[EXCERPT start]

Using Quick Start Helper

For rapid prototyping, use the quick_start method:

from graph_olap import GraphOLAPClient
from graph_olap_schemas import WrapperType

client = GraphOLAPClient.from_env()

# Creates instance from mapping in one call (snapshot managed internally)
conn = client.quick_start(
    mapping_id=1,
    wrapper_type=WrapperType.FALKORDB,
    instance_name="Quick Instance",
)

# Ready to query immediately
count = conn.query_scalar("MATCH (n) RETURN count(n)")
print(f"Total nodes: {count}")

# Remember to terminate when done!
client.instances.terminate(conn.instance_id)

Authentication Setup

The SDK supports multiple authentication modes for different environments.

Environment Variables

The recommended approach is to use environment variables:

Variable	Description	Required
`GRAPH_OLAP_API_URL`	Base URL for the control plane API	Yes
`GRAPH_OLAP_INTERNAL_API_KEY`	Internal API key (X-Internal-Api-Key header)	Internal services
`GRAPH_OLAP_USERNAME`	Username sent as `X-Username` header (identity per ADR-104)	Yes
`GRAPH_OLAP_USE_CASE_ID`	Use-case identifier sent as `X-Use-Case-Id` (ADR-102). Defaults to `e2e_test_role`	No

Example .env file:

GRAPH_OLAP_API_URL=https://graph-olap.example.com
GRAPH_OLAP_USERNAME=[email protected]

Authentication Modes

The SDK uses DB-backed user identity per ADR-104. The server looks up the user’s role column from the users table based on the X-Username header — no JWT or Bearer token parsing is performed at the SDK layer.

1. Username Header (Standard)

Identity is established via the X-Username header on every request:

client = GraphOLAPClient(
    api_url="https://graph-olap.example.com",
    username="[email protected]",
)
# Sends: X-Username: [email protected]

2. Internal API Key (Service-to-Service)

For internal services communicating within the platform:

client = GraphOLAPClient(
    api_url="https://graph-olap.internal",
    internal_api_key="internal-service-key",
)
# Sends: X-Internal-Api-Key: internal-service-key

Authentication Priority:

When multiple credentials are provided:

internal_api_key takes precedence
username (X-Username) is always sent if provided

Use Case ID

Every request carries a use-case identifier in the X-Use-Case-Id header (ADR-102). The control plane records it alongside audit events so that usage can be attributed to a specific enterprise business use case.

Set it in one of three ways, in priority order:

Pass it to the constructor: GraphOLAPClient(username=..., use_case_id="fraud_analytics").
Export the GRAPH_OLAP_USE_CASE_ID environment variable before launching the notebook.
Rely on the built-in default (e2e_test_role), which is only appropriate for test environments.

Production notebooks should always set an explicit use-case ID that matches the approved use case for the analyst’s role. Check with your platform operator for the correct value.

JupyterHub Zero-Config

In JupyterHub environments, the SDK auto-discovers configuration:

from graph_olap.notebook_setup import setup

# Environment variables are pre-configured by JupyterHub
ctx = setup()

[EXCERPT end]

→ **WRITTEN TASKS**
1 - Translate this sentence from the SDK excerpt into Spanish: "Production notebooks should always set an explicit use-case ID that matches the approved use case for the analyst’s role."
2 - Write the next part of the SDK excerpt, picking up right after its final line, "ctx = setup()".

[DATA SECTION start]

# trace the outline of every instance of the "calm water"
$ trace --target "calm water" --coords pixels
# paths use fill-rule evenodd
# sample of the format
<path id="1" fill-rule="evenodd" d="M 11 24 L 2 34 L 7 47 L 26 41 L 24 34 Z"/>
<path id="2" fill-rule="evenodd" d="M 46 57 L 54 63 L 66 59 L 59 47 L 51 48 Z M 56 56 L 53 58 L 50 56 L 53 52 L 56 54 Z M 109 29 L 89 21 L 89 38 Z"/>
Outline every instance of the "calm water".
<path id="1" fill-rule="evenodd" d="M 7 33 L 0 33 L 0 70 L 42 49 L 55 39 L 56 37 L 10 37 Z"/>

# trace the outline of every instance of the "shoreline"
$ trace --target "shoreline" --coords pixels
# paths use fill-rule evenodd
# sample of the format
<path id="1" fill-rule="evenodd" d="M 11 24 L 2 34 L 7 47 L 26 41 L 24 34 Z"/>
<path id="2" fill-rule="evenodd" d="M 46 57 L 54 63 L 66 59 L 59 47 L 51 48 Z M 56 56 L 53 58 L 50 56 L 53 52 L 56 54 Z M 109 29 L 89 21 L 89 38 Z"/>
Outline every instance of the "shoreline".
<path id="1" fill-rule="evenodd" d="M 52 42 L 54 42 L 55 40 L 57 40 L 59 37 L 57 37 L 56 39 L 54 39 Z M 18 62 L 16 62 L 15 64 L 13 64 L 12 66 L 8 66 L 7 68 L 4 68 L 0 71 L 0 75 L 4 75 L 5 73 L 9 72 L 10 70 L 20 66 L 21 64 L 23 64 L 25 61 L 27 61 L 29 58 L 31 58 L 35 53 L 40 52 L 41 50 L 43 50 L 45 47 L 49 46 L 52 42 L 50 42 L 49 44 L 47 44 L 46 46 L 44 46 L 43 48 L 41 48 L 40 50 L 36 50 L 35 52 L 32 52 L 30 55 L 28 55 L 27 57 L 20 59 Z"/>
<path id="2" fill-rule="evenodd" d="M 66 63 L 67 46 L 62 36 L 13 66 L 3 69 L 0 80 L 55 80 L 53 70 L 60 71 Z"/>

[DATA SECTION end]

→ **ANSWER LIST**
1 - Los notebooks de producción siempre deben establecer un ID de caso de uso explícito que coincida con el caso de uso aprobado para el rol del analista.

2 -
client = ctx.client

The JupyterHub deployment automatically injects:

GRAPH_OLAP_API_URL pointing to the control plane
JUPYTERHUB_USER with the authenticated user’s identity

Production Environment Notes

Important: In production environments with authentication gateways (IAP/OIDC), the gateway strips user-supplied X-Username headers and injects the validated identity from the authenticated session. The username parameter is only effective in local development and E2E testing where no gateway is present.

Query Methods Reference

Once connected to an instance, you have several query methods available:

Method	Returns	Use Case
`query()`	`QueryResult`	Full result with multiple format options
`query_df()`	DataFrame	Direct DataFrame (Polars or Pandas)
`query_scalar()`	Single value	COUNT, SUM, or single-value queries
`query_one()`	Dict or None	Single row as dictionary

Query Examples

conn = client.instances.connect(instance_id)

# Full QueryResult with format options
result = conn.query("MATCH (n:Customer) RETURN n.name, n.age LIMIT 100")
polars_df = result.to_polars()
pandas_df = result.to_pandas()

# Direct DataFrame
df = conn.query_df(
    "MATCH (n)-[r]->(m) RETURN n.name, type(r), m.name",
    backend="polars",  # or "pandas"
)

# Single scalar value
count = conn.query_scalar("MATCH (n:Customer) RETURN count(n)")

# Single row as dict
customer = conn.query_one(
    "MATCH (c:Customer {id: $id}) RETURN c.name, c.email",
    parameters={"id": "C001"}
)

Using Parameters

Always use parameters for dynamic values to prevent injection:

# Good: Using parameters
result = conn.query(
    "MATCH (c:Customer) WHERE c.region = $region RETURN c",
    parameters={"region": "APAC"}
)

# Bad: String interpolation (vulnerable to injection)
region = "APAC"
result = conn.query(f"MATCH (c:Customer) WHERE c.region = '{region}' RETURN c")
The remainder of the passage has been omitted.